**EXCERPT PROVIDED**
────────────────────

I hope Mark Zuckerberg reads it and internalizes its many good recommendations, especially given the powerful catalyzing role Facebook could play to empower people with data. It’s not just the right thing to do, it would be great for the company’s long-term business (oh, and for that pesky regulatory problem).

While much of the report’s thinking has been articulated previously, including by Ctrl-Shift, the Personal Data Ecosystem Consortium (where Personal, Inc. was a founding member), the World Economic Forum’s Global Agenda Council on Data and The Aspen Institute’s Communications & Society Program (both of which I participated in), it matters that Facebook spent its time and energy to convene so many trusted experts — 175 in all across 21 global roundtables — and to publish such a thoughtful and balanced report.

Unlike regulators, privacy and security advocates or most any industry player, no matter how large, Facebook is in a unique position to put the tools directly into the hands of their users and provide powerful direct and indirect incentives for them to start becoming hubs for their data.

In this model, users could re-use their data in a permission-based way, and in infinite combinations, across the entire connected universe at home, work and everywhere in between. It would be the ultimate democratization of data in a fair and transparent ecosystem where individuals actively decide when, where and how to participate in a robust value exchange tied to their data.

So why would Facebook take such a risk when its current business model is built on its ownership and control of user data?

Deadman answers that question in the introduction to the new report:

My observation from the years I’ve spent working on privacy and data related issues is that the personal data debate has been largely grounded in a limiting premise – that the desire to innovate with data is generally incompatible with preserving individuals’ rights to privacy and self-determination.

────────────────────

**INFORMATION SHOWN**
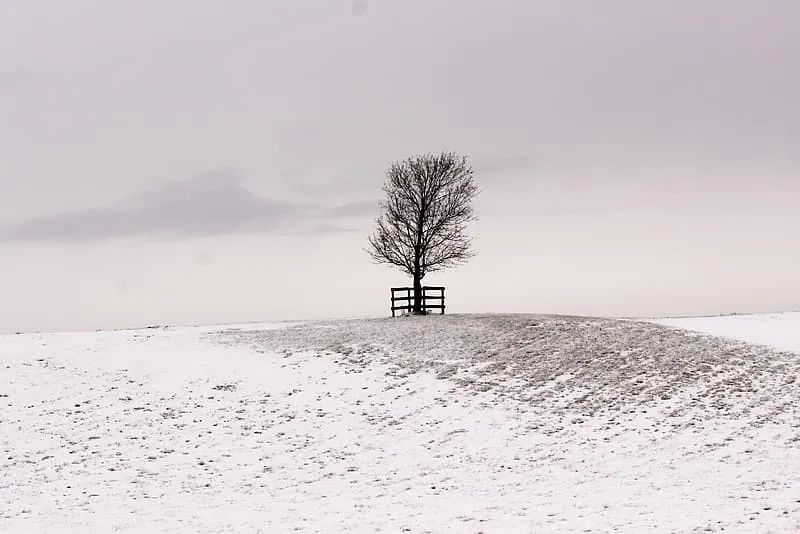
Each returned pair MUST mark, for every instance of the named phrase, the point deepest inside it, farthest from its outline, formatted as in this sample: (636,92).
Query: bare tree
(422,227)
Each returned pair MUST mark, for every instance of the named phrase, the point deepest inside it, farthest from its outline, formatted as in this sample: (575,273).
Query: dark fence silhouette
(406,295)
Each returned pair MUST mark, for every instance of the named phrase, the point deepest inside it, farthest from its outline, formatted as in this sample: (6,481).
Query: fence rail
(408,299)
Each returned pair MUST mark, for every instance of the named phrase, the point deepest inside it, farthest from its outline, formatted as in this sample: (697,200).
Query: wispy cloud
(503,164)
(213,203)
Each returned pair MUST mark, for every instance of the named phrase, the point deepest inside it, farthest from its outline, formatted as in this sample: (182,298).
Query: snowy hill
(426,424)
(778,330)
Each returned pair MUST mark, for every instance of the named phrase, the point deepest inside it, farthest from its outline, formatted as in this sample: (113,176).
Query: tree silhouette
(422,227)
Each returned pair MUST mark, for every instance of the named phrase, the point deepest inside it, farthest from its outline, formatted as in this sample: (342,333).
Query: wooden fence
(406,295)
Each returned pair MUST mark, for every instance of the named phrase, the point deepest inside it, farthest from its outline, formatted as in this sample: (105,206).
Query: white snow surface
(778,330)
(419,424)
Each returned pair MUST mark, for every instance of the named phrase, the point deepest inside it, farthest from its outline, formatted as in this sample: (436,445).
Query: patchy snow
(419,424)
(778,330)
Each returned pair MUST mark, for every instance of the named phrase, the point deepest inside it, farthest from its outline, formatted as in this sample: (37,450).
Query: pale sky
(199,161)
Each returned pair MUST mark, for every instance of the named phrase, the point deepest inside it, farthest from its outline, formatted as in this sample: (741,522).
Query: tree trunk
(417,292)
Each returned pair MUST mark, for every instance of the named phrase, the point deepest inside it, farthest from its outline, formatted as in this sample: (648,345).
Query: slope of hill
(778,330)
(467,423)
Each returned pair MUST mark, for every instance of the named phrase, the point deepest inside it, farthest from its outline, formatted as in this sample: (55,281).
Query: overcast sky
(205,161)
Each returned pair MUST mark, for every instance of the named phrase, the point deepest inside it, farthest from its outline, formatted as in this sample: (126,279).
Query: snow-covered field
(778,330)
(427,424)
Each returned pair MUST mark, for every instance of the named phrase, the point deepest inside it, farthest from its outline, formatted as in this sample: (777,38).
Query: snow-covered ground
(423,424)
(778,330)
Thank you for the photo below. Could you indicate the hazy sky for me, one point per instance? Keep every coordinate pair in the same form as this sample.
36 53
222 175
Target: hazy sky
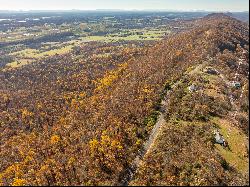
214 5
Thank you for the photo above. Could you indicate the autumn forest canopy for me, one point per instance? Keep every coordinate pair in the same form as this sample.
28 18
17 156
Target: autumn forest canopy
124 99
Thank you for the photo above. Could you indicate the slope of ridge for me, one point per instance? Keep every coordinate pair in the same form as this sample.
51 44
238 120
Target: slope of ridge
99 139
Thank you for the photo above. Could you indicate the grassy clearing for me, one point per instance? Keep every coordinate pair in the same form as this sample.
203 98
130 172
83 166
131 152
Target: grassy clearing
35 54
236 155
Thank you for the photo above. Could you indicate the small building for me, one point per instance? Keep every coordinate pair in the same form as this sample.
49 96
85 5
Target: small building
193 88
236 84
219 139
212 71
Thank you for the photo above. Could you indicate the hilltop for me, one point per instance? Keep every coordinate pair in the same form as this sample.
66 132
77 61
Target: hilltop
92 125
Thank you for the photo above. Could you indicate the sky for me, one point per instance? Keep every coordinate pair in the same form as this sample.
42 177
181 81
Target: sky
181 5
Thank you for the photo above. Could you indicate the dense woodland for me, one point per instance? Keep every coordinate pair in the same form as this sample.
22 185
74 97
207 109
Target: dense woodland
68 121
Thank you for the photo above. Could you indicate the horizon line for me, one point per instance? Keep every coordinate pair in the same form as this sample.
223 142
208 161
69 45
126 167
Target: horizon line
160 10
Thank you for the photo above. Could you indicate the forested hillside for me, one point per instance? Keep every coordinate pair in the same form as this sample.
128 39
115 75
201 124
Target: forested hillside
84 121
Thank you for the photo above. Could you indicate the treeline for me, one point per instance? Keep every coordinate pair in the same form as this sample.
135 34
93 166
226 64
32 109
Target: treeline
67 122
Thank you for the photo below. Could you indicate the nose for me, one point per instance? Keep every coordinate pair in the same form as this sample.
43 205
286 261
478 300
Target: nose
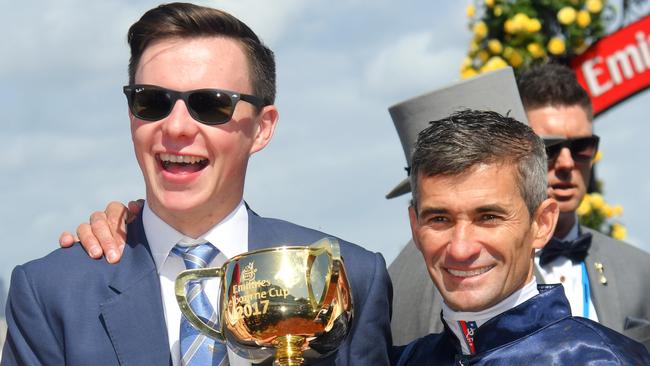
180 124
462 246
564 160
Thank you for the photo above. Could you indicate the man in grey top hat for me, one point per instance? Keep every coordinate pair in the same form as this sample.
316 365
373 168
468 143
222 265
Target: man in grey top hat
618 302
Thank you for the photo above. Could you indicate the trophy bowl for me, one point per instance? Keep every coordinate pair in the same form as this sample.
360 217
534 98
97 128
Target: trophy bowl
287 302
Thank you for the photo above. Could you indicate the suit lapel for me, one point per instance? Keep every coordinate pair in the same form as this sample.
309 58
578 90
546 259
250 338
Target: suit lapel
604 296
134 317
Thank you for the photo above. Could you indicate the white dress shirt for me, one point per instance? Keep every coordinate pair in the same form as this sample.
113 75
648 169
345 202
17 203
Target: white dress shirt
563 270
481 317
230 236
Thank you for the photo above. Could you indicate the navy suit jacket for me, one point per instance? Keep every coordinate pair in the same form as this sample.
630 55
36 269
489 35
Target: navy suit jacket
67 309
540 331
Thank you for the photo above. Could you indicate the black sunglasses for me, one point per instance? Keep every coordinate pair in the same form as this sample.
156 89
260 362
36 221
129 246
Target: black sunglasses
209 106
583 149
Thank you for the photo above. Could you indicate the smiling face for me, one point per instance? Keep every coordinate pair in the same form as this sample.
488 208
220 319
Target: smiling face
567 178
476 234
194 173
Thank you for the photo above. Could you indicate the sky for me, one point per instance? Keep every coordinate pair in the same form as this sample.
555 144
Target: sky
67 149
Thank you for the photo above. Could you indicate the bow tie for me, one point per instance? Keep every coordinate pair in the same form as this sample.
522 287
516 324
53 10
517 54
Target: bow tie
575 250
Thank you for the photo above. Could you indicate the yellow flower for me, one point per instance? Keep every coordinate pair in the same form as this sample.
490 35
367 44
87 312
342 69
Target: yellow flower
596 199
533 25
618 231
584 208
468 73
483 55
594 6
607 210
535 49
470 11
495 46
480 30
598 156
583 18
515 59
566 15
473 47
520 22
556 46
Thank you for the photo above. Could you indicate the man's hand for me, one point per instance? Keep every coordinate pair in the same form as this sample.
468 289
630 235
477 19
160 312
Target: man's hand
106 232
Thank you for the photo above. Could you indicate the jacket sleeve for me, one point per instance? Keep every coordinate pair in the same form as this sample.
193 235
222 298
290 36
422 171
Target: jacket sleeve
370 338
31 338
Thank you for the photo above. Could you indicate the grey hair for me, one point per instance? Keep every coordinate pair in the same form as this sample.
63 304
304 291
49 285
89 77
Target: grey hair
453 145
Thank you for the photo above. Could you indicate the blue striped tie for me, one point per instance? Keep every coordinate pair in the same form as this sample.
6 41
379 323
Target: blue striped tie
196 348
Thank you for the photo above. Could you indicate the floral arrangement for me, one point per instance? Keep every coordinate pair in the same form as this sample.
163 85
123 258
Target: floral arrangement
597 214
521 33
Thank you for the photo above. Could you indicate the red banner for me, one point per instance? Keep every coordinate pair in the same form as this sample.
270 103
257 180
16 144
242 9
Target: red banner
617 66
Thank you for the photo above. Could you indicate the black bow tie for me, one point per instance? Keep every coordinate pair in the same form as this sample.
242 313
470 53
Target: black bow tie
575 250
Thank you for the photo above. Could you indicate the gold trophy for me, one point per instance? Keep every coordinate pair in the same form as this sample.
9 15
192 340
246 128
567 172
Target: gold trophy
286 302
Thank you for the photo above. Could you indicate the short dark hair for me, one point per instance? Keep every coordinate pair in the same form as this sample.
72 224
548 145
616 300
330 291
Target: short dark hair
454 145
183 20
552 85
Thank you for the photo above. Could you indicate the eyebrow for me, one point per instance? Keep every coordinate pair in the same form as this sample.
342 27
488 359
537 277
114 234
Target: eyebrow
433 211
491 208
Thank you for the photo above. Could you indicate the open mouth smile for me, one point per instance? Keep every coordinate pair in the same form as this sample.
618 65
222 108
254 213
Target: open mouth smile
182 164
469 273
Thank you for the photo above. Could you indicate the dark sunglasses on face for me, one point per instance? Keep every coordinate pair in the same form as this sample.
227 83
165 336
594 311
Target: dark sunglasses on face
208 106
583 149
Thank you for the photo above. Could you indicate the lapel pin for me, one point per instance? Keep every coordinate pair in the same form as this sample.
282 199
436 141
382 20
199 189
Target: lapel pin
601 273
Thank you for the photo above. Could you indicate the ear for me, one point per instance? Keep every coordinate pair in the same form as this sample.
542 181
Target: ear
266 122
413 218
544 222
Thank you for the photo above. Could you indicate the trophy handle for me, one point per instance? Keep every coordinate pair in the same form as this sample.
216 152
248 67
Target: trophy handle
331 247
181 281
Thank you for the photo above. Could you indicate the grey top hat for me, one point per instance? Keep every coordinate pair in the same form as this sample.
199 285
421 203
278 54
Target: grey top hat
494 91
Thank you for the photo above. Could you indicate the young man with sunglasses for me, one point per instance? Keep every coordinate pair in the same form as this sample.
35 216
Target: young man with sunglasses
604 279
200 97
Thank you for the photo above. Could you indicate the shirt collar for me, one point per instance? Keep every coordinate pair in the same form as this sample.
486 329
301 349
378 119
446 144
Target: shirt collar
230 235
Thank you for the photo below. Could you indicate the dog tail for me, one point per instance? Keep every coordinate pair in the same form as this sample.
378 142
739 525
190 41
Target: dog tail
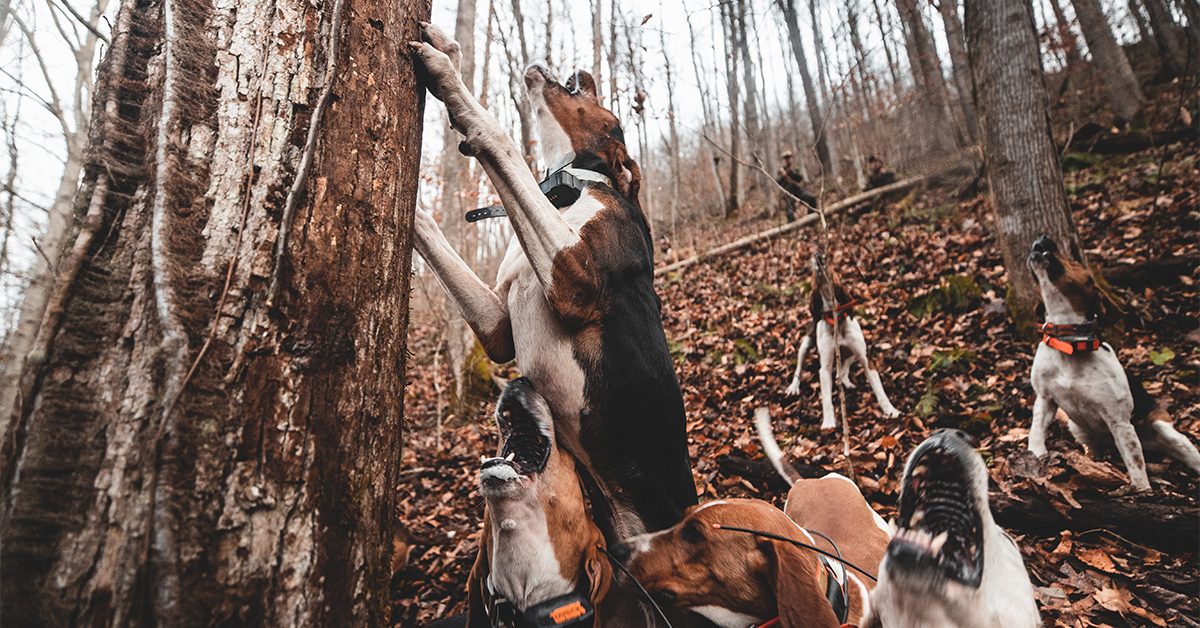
767 437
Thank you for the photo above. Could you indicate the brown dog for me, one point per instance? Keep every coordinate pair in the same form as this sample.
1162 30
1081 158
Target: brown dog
736 579
539 554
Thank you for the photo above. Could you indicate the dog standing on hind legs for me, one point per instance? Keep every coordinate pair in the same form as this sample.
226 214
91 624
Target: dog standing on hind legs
850 341
1075 371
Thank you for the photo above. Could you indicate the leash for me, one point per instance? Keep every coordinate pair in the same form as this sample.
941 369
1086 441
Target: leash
640 587
1069 339
801 544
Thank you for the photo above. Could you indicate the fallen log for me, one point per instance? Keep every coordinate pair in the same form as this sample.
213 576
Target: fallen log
1167 527
791 226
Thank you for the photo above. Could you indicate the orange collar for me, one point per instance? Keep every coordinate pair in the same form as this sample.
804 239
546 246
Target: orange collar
1069 339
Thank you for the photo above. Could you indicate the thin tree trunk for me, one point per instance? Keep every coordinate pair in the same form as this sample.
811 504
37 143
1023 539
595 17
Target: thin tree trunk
958 47
459 196
1167 36
1123 90
169 476
730 28
787 7
1019 153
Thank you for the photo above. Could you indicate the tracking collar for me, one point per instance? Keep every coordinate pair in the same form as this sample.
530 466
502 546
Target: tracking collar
1069 339
573 609
562 186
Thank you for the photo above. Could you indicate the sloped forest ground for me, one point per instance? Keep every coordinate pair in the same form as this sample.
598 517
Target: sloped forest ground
931 288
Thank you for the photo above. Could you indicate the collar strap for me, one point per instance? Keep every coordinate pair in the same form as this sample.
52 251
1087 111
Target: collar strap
841 312
1071 339
562 186
573 609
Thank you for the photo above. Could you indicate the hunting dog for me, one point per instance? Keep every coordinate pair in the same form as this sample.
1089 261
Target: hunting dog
949 564
737 580
1075 371
850 341
574 299
539 555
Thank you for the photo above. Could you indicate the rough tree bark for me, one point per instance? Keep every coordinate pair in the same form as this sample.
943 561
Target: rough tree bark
1167 35
787 7
161 476
459 196
1019 153
1122 87
958 47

────────────────────

**REQUIREMENT 1**
From the passage on Facebook's data report, repeat word for word the part that opens with the words containing "I hope Mark" and closes with "pesky regulatory problem).".
**REQUIREMENT 2**
Answer these questions using the passage on Facebook's data report:
(a) How many experts did Facebook bring together for the report?
(b) Of which group was Personal, Inc. a founding member?
(c) Who answers the question of why Facebook would take such a risk?
**REQUIREMENT 3**
Take the passage on Facebook's data report further, picking up right after its last sentence.

**YOUR RESPONSE 1**
I hope Mark Zuckerberg reads it and internalizes its many good recommendations, especially given the powerful catalyzing role Facebook could play to empower people with data. It’s not just the right thing to do, it would be great for the company’s long-term business (oh, and for that pesky regulatory problem).

**YOUR RESPONSE 2**
(a) 175
(b) The Personal Data Ecosystem Consortium
(c) Deadman

**YOUR RESPONSE 3**
This premise is entrenched by regulators, policymakers and industry, as we tend to talk in terms of trade-offs, as though these two equally desirable goals will always be in tension with each other, and our only choice is to balance them off against each other.

I firmly believe that such trade-off thinking is undesirable – it leads to suboptimal outcomes – and I also believe it’s unnecessary: we now have the skills, technology and motivation to transcend this supposed trade-off.

He goes further:

The debate also entrenches an assumption that only organisations can control data, ignoring the ability and potential of individuals to take a more active role, exercising agency, choice and control over their own data.

I don’t think the evidence supports this assumption. What is more, when people have more control over their own data, more growth, innovation and value can be created than when they don’t.

It’s this very last point that will win the day. There is simply more opportunity to innovate and create value when individuals are empowered in this way. No single company, or government for that matter, can ever match the competitive advantage of individuals (or teams of individuals) to aggregate and permission access to the constantly growing and changing data from across their lives — including their connected devices.

And those who try to keep the individual out of the equation risk being punished as this new model emerges. Data collection, use and monetization simply can’t be kept behind the curtains much longer. Deadman is right to draw Facebook’s attention to both the opportunity — and the risk — of not embracing the rightful role of users.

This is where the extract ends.